--- Start of EXTRACT PROVIDED ---

Welcome to The Not Your Average Runner Podcast. If you’re a woman who has never felt athletic but you still dream about becoming a runner, you are in the right place. I’m Jill Angie, a certified running and life coach and I teach women how to start running, feel confident, and change their lives, and now I want to help you.
Hey rebels, how are you doing? How’s 2020 treating you? I’m still excited about saying 2020. I don’t know, there’s something just so cool about it. And to me this year feels so full of promise and possibility and excitement. And of course, that’s because I’m thinking about all the cool shit I have planned for myself and for The Not Your Average Runner business this year, and also because I think I picked the absolute best word to guide my actions this year.
Do you pick a word? I’m always fascinated to hear what other people pick and why they picked it. And the why I think is always the most interesting. Andy picks a word every year and then he has a jar where he writes little notes to himself about how he’s living into that word. It’s super cool. And then at the end of the year, he goes through and he reads, he pulls out all the notes and he reads them to see like, hey, this is what I did this year. This is how I lived into this new version of myself.
And of course, he made his jar this year and I used the cricut to make him a label for it, which turned out really well. And so this year Andy’s word is endurance because he has a lot on his plate with school and work and us getting married and of course, running a lot of races. And, oh, did I not mention that we’re getting married? Yep, this July in the Finger Lakes, we are so freaking excited. It’s going to be a very small family-only ceremony right on Cayuga Lake, which is super pretty. It’s one of my favorite places. And you guys, I legit have to pinch myself pretty much every day because I never expected that at 52, I would be marrying the love of my life. He is just such an awesome person.
Three years ago, we didn’t even know each other. This time three years ago, January, 2017, I wasn’t quite divorced yet. I was still navigating that process. I was thinking about dating but I wasn’t dating, and now here we are three years later, just a completely different life. And that is the power of the thought work that I teach here on The Not Your Average Runner Podcast. It is totally life changing.
But I’m definitely getting off track, so let’s circle back to the word of the year, which I promise is very related to this week’s topic. So in the past, I have picked a word every year, and then after a few weeks, I just forget about it. It’s like I usually pick something very inspirational and then it’s just, I don’t know, I just lose interest. But this year, I made a huge vision board in my office. It’s a big three foot by five-foot whiteboard, and I used the cricut, of course, to put the two goals that I have for 2020 on the board.

--- End of EXTRACT PROVIDED ---

* _SHORT EXERCISE A_
According to the podcast transcript, what is Andy's word for this year?

--- Start of DATA EXTRACT ---

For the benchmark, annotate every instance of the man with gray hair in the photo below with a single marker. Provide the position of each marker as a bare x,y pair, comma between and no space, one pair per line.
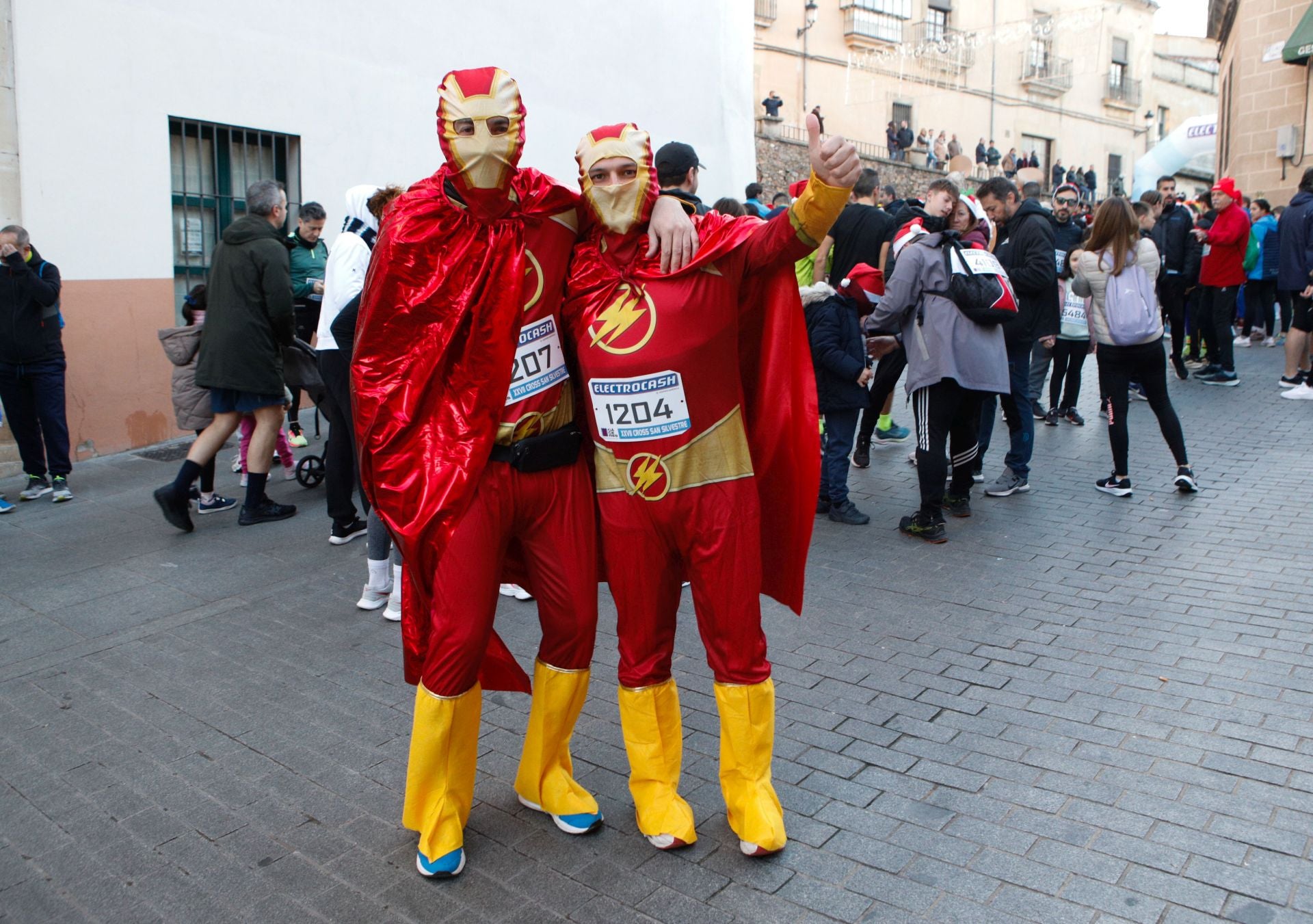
32,365
248,319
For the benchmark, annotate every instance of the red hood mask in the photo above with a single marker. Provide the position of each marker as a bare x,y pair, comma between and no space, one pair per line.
625,205
482,163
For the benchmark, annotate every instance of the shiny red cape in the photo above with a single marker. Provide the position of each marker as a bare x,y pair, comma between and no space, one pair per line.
779,386
435,344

--- End of DATA EXTRACT ---

* _SHORT EXERCISE B_
Return the lines of the records word for word, beginning with the line that contains "For the benchmark, annotate every instance of the shiny" and going on through the end of the records.

* _EXERCISE SOLUTION A_
Endurance

* _EXERCISE SOLUTION B_
For the benchmark, annotate every instance of the shiny red cape in the photo above with a single marker. Provide the position of each marker as a bare x,y pair, comma between and no space, one pair per line.
779,386
435,344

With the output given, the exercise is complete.